The exercise - Find each line in the records below that contains the word "hill", and copy those lines in full.

-- begin --

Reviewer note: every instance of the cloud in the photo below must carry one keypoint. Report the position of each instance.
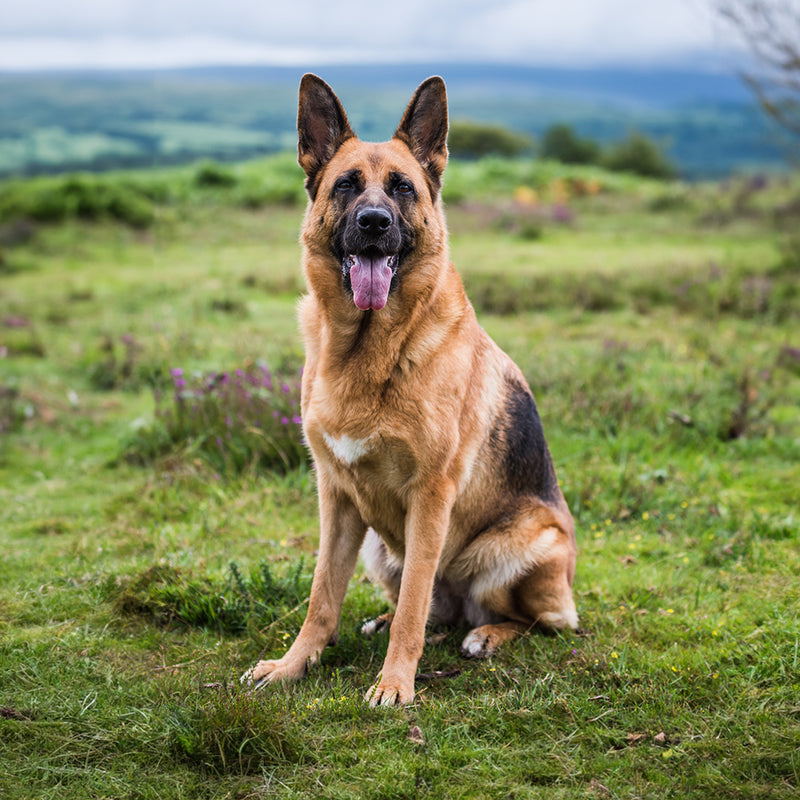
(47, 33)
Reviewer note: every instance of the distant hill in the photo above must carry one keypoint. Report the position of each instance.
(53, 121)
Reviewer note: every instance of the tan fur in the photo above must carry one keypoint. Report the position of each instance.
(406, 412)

-- end --
-- begin --

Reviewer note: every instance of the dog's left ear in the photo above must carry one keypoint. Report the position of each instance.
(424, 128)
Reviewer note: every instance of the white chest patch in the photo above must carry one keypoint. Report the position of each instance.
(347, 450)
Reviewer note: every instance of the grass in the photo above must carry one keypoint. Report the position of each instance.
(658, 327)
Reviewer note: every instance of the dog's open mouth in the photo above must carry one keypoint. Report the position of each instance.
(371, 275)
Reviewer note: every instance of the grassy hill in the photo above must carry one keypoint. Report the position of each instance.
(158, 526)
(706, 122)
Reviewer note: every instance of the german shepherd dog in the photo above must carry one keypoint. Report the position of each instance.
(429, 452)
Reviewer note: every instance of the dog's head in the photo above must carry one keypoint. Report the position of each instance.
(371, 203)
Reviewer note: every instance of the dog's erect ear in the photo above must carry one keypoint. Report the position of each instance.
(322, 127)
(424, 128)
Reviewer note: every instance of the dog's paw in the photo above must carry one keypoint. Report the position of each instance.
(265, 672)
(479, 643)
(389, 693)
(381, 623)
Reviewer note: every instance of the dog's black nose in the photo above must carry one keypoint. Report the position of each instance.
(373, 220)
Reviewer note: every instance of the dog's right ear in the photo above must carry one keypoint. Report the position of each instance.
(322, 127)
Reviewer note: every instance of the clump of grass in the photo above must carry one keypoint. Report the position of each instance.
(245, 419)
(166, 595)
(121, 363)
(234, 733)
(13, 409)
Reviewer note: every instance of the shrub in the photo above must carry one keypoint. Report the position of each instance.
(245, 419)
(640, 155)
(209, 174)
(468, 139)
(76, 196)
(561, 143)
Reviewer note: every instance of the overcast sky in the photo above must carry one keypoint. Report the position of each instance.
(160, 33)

-- end --
-- begin --

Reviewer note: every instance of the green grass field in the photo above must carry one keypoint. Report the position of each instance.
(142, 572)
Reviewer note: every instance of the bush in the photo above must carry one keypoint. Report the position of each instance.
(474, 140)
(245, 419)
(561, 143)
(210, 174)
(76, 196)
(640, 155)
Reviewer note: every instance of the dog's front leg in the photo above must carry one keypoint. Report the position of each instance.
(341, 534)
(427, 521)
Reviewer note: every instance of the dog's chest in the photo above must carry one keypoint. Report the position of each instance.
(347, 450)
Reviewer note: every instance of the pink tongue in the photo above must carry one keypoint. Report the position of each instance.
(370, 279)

-- end --

The response -
Reviewer note: every instance of the distant hill in the photo above must carry one keypoint. Report the position of each instance.
Reviewer note: every instance of the grassy hill in the photo above must carry one keypoint. Report the position of each instance.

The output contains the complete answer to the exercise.